* Compito A: Riassumi in due frasi il testo sulle differenze tra i sessi a scuola e nella scienza.
* Compito B: Ricopia dal testo sulle differenze tra i sessi a scuola e nella scienza il passo che va dalle parole "Sulle tematiche qui" fino alle parole "metodologia di ricerca." comprese.
* Compito C: Prosegui il testo sulle differenze tra i sessi a scuola e nella scienza a partire dalla sua ultima frase.

* Estratto del testo:

· · ·

Non è la stessa cosa, ad esempio, insegnare in una classe a prevalenza femminile o maschile e servono attenzioni, modalità ed espedienti diversi per facilitare l’apprendimento e questo non perché gli uni siano meglio delle altre, ma perché il non tenerne conto si ritorce sul docente come un boomerang.
Distinguere, rispettare e valorizzare le differenze senza quindi banalizzarle, non significa affatto discriminare, ma lavorare piuttosto per una maggiore integrazione di ciascuno, senza pretendere invece di uniformare ideologicamente.
Un terzo ed ultimo equivoco è forse il ruolo che si attribuisce alla scienza.
Essa non può permettersi di piegarsi alle esigenze degli uni o degli altri, ma deve confrontarsi con la realtà e accettare anche che le premesse iniziali possano essere completamente stravolte.
Sulle tematiche qui trattate la scienza non ha ancora detto una parola definitiva e le nuove ricerche aprono di continuo parentesi ben lontane dall’essere chiuse.
Da un alto le scienze sperimentali continuano ad accumulare evidenze delle peculiarità maschili e femminili, ma sappiamo anche che in altre discipline i presupposti filosofici possono decisamente influenzare risultati e metodologia di ricerca.

· · ·

* Materiale fornito:
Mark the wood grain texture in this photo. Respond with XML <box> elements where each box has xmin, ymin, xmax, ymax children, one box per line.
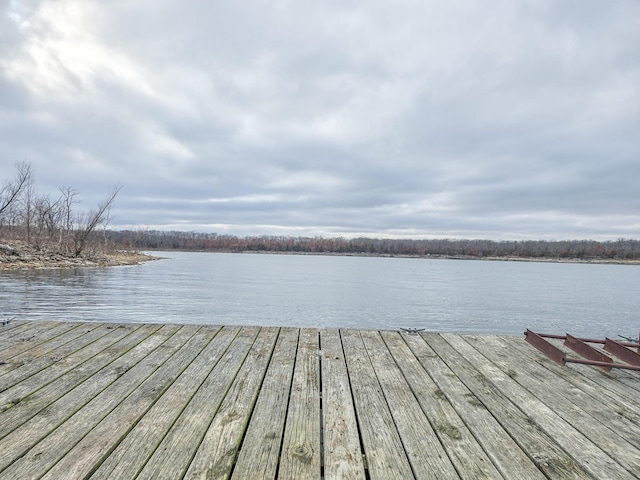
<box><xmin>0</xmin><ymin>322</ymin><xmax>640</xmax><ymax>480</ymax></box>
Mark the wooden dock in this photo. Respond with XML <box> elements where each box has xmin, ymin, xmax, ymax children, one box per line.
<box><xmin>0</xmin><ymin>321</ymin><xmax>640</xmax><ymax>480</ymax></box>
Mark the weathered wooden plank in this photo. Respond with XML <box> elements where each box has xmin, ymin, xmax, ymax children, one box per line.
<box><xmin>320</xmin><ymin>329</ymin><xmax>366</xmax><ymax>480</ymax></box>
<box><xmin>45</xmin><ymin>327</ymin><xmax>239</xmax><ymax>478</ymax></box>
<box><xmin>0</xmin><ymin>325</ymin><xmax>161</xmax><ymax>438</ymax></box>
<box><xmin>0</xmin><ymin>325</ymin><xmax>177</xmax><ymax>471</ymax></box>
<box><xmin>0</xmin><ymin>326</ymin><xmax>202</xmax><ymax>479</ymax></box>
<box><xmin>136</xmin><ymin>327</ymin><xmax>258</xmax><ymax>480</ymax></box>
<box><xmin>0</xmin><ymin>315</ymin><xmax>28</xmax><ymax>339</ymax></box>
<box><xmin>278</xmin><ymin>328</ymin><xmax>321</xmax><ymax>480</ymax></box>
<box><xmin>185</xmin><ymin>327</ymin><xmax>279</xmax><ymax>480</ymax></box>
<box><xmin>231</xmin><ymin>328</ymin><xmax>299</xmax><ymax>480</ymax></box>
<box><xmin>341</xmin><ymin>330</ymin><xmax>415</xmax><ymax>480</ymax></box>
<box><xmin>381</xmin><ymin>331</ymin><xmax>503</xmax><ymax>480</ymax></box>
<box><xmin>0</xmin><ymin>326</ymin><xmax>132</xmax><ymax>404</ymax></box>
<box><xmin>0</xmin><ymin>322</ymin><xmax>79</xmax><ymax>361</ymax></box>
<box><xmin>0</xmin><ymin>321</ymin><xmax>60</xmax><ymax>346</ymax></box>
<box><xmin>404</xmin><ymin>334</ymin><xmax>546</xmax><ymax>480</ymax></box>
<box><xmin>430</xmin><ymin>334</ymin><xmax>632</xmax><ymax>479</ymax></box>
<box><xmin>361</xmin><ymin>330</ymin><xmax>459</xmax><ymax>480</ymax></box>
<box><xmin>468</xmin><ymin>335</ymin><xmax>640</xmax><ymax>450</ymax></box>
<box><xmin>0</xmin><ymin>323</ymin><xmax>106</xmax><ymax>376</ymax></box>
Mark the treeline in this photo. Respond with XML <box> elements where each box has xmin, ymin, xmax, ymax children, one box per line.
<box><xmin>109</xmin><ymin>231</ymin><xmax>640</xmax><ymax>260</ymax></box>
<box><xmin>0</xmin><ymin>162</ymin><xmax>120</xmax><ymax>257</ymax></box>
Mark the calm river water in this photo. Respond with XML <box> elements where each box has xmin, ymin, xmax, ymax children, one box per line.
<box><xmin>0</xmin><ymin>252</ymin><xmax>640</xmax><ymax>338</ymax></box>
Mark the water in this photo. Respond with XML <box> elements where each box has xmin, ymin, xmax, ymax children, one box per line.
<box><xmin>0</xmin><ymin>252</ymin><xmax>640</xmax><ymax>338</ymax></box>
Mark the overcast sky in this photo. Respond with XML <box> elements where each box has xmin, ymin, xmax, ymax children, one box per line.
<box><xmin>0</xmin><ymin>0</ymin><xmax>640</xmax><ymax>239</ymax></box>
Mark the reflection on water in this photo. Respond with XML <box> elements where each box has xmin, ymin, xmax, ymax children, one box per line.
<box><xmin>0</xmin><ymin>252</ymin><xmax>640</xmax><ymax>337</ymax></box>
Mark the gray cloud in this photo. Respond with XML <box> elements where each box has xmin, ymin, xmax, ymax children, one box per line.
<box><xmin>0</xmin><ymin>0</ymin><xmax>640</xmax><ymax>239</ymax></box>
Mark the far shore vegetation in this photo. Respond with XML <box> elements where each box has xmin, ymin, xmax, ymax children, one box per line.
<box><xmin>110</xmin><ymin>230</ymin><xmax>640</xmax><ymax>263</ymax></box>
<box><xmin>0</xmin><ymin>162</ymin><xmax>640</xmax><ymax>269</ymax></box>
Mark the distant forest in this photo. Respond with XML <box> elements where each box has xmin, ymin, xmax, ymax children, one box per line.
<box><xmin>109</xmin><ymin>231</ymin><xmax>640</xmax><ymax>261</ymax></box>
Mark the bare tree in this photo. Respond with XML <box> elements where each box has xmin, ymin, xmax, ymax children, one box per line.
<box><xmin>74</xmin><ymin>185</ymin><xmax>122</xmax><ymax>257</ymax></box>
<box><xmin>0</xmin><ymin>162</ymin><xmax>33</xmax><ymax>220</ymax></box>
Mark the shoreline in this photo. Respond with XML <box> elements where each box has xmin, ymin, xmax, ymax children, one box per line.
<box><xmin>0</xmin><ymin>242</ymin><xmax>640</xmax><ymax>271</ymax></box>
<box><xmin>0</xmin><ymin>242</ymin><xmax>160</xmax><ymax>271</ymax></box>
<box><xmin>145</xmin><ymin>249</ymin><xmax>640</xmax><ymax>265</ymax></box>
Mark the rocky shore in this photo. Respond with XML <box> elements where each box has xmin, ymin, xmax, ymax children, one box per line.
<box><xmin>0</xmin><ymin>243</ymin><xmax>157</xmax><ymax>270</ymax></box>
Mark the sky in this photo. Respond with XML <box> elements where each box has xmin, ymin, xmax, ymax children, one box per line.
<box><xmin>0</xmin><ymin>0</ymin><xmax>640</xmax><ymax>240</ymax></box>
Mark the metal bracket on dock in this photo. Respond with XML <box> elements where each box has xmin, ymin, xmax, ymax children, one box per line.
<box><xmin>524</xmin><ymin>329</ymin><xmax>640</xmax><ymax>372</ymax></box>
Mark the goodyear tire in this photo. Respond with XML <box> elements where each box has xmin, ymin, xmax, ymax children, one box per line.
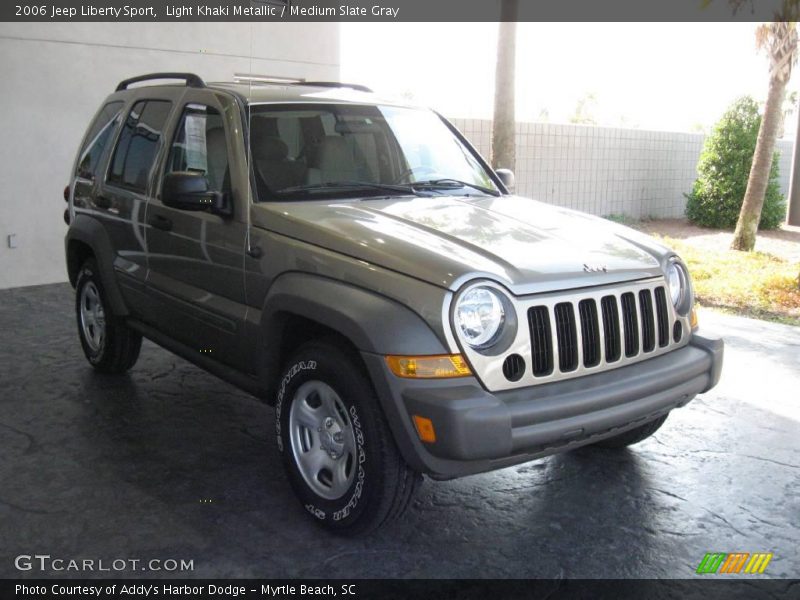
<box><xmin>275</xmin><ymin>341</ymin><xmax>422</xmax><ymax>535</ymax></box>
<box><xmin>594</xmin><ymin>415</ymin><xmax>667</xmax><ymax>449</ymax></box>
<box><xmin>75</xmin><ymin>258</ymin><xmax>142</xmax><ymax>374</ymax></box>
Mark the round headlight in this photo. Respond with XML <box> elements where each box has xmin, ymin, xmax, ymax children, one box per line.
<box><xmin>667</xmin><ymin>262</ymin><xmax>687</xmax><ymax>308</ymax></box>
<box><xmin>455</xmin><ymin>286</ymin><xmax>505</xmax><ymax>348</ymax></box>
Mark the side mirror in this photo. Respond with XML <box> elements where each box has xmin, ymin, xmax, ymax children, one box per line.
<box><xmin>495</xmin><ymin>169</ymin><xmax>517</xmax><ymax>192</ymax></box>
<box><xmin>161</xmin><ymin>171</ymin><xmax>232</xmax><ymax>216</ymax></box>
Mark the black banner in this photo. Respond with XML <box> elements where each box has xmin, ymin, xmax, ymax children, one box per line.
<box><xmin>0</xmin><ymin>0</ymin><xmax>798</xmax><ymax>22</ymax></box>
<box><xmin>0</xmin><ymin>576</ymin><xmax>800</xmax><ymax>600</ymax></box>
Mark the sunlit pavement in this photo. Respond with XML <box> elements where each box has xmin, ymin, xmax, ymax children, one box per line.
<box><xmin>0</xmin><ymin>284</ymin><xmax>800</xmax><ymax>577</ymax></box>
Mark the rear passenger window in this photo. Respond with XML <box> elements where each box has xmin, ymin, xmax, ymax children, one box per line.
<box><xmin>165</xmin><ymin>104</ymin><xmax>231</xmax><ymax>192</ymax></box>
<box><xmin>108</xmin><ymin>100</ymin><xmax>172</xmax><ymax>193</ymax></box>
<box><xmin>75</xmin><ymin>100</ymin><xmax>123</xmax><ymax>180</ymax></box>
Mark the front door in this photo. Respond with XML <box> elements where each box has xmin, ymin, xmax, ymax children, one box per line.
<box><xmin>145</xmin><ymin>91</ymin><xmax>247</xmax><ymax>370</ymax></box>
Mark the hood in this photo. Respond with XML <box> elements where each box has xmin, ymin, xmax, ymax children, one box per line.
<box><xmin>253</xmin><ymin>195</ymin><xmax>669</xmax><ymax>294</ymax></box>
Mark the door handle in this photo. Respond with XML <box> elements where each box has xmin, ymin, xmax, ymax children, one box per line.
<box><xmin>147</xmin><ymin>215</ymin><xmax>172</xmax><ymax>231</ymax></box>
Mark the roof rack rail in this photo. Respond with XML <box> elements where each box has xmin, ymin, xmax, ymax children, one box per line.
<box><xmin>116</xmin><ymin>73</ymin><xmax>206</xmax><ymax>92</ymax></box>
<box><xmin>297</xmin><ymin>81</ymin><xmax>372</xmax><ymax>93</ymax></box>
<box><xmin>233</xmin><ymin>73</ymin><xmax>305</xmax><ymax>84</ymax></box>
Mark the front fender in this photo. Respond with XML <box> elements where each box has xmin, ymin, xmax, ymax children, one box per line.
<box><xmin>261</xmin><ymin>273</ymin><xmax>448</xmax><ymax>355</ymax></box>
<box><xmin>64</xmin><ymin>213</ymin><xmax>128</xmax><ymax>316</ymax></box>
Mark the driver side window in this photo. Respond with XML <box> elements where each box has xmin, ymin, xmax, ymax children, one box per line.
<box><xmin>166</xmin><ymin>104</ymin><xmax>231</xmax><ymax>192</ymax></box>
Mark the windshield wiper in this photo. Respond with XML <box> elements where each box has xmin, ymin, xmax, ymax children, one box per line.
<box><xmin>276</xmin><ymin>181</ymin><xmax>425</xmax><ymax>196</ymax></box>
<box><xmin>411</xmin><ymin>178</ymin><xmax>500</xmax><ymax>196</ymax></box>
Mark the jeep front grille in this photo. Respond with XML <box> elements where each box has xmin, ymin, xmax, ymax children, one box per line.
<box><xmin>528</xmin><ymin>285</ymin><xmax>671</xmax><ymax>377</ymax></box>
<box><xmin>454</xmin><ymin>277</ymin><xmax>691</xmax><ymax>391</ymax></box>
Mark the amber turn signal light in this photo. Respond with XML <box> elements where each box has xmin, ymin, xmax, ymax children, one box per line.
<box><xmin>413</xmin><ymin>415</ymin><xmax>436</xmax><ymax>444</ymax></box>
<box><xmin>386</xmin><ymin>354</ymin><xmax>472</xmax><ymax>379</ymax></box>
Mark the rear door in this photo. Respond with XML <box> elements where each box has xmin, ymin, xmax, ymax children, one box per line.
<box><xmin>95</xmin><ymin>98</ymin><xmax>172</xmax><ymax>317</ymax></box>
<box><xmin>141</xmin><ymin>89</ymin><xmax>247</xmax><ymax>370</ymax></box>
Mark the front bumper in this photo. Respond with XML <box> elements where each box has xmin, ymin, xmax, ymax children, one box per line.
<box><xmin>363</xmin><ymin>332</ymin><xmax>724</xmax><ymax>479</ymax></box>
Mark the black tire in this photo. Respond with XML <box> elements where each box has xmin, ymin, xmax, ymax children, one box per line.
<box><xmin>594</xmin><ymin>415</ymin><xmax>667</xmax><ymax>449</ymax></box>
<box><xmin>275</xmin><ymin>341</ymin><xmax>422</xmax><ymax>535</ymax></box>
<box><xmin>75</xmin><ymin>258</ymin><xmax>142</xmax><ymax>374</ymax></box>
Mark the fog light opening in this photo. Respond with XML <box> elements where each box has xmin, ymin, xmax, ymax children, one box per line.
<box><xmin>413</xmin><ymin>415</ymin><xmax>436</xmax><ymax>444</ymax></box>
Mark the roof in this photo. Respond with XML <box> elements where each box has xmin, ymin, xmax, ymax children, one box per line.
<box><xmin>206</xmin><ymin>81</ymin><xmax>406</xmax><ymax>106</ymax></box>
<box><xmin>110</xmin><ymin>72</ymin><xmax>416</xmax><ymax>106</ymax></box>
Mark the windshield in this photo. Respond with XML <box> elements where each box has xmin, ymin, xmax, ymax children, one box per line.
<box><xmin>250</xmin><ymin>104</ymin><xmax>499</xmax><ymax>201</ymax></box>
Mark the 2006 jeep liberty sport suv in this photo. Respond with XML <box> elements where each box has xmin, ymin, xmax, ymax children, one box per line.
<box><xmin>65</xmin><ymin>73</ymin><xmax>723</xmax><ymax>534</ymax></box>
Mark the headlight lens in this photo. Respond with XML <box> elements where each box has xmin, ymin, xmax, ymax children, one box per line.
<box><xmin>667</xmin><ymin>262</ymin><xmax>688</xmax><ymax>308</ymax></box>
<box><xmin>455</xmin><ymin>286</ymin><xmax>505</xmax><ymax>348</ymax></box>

· · ·

* Risposta A: Insegnare in una classe a prevalenza femminile o maschile richiede attenzioni e modalità diverse, e distinguere e valorizzare le differenze non significa discriminare ma lavorare per una maggiore integrazione di ciascuno. La scienza non deve piegarsi alle esigenze degli uni o degli altri ma confrontarsi con la realtà, e sui temi trattati non ha ancora detto una parola definitiva.

* Risposta B:
Sulle tematiche qui trattate la scienza non ha ancora detto una parola definitiva e le nuove ricerche aprono di continuo parentesi ben lontane dall’essere chiuse.
Da un alto le scienze sperimentali continuano ad accumulare evidenze delle peculiarità maschili e femminili, ma sappiamo anche che in altre discipline i presupposti filosofici possono decisamente influenzare risultati e metodologia di ricerca.

* Risposta C:
Se decidessimo di restare su questo terreno ogni parte potrebbe probabilmente citare in eguale misura ricerche scientifiche a sostegno della propria tesi e non si arriverebbe da nessuna parte.
E proprio qui sta il punto: laddove sulla questione non vi è un consenso unanime è possibile invocare un principio di prudenza?
In mancanza di una definitività sulla questione delle differenze maschili-femminili è lecito chiedersi se non sia un errore cancellarle (o banalizzarle il che equivale a svuotarle di senso) con l’aggravante della pretesa di farlo attraverso libretti (Piccolo Uovo ad esempio) in cui si sceglie di agire laddove non vi è né consapevolezza né capacità critica da parte degli utenti.
E il consenso della famiglia? Sarà chiesto o meno? E qualora questa dicesse di non essere d’accordo?
In una paese dove in ogni ascensore c’è una targhetta che avverte che è fatto divieto ai minori di dodici anni di salire da soli, possiamo permetterci di agire con leggerezza e superficialità su ciò che concerne l’essenza dell’umano e con bambini ancora più piccoli?
Quale voce in capitolo possono e debbono avere le famiglie cui compete il primato educativo?
E le istituzioni educative che operano a vario titolo sul territorio? Sono state tutte coinvolte oppure si opera una selezione per non avere voci critiche o contrarie?
Qual è il bene ultimo che si vuole raggiungere?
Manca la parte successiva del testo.